9. In this backdrop, it has to be seen whether the appellant

has made out substantial questions of law, as are pointed out in

ground No.6 of the memorandum of appeal, requiring

consideration and to admit this second appeal.

10. The dispute is based on Ex.A1-suit promissory note,

whereunder, according to the respondent, the appellant had

borrowed Rs.85,500/- agreeing to repay the same on demand

with future interest at 24% p.a. He further claimed that before

institution of the suit, the original of Ex.A2-legal notice dated

07.01.2010 was issued and that it was served on the appellant

vide Ex.A3-postal acknowledgment, who did not choose to send a

reply.

11. In view of denial of Ex.A1-promissory note as to its

execution and the transaction covered by it, necessarily the

burden is on the respondent to prove the same as well as the

transaction covered by it.

12. The respondent as PW.1, at the trial deposed covering the

suit transaction elaborating as to execution of Ex.A1-suit

promissory note by the appellant and steps taken thereon by him

for recovery of the amount due thereunder including the

demands demonstrated by Exs.A2 and A3. PW.2 and PW.3 are

the attestors to Ex.A1. They too deposed supporting the version

of the respondent as PW.1 at the trial.

13. Both the Courts below, upon consideration of such material

including the intrinsic worth of Ex.A1, held that this transaction

is proved and that Ex.A1-suit promissory note was executed by

the appellant, upon receiving consideration thereunder, agreeing

to the terms set out therein. When there are such findings

recorded by the Courts below on the disputed questions of fact,

this Court sitting in second appeal should necessarily be slow to

interfere in relation thereto.

14. The appellant as DW.1 at the trial deposed of his case.

The thurst of the entire defence and to support the same is

based on the testimony of DW.2-Sri M.Venkataswamy Reddy, who

is stated to be the scribe of Ex.A1-suit promissory note. Such

fact, as recorded by the appellate Court in its judgment is

proved by PWs.2 and 3. However, both the Courts below

recorded the fact that Ex.A1-suit promissory note did not bear

the signature of the scribe.
+++++
■ **PROBLEM A**
Translate this sentence from the court judgment into Spanish: "PW.2 and PW.3 are the attestors to Ex.A1."

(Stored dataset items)
+++++
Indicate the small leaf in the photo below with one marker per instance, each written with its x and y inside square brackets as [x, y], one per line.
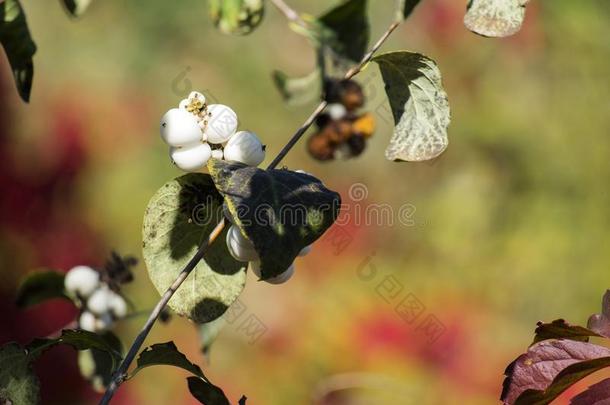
[346, 29]
[206, 393]
[549, 368]
[18, 45]
[97, 366]
[280, 211]
[560, 329]
[40, 286]
[600, 323]
[165, 354]
[178, 218]
[18, 383]
[406, 7]
[495, 18]
[299, 90]
[239, 17]
[208, 333]
[419, 106]
[597, 394]
[76, 8]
+++++
■ **PROBLEM B**
Tally the lines of the records above that contain the string "written", treating uppercase and lowercase as different. Give only the number.

■ **COMPLETE OUTPUT A**
PW.2 y PW.3 son los testigos instrumentales de Ex.A1.

■ **COMPLETE OUTPUT B**
1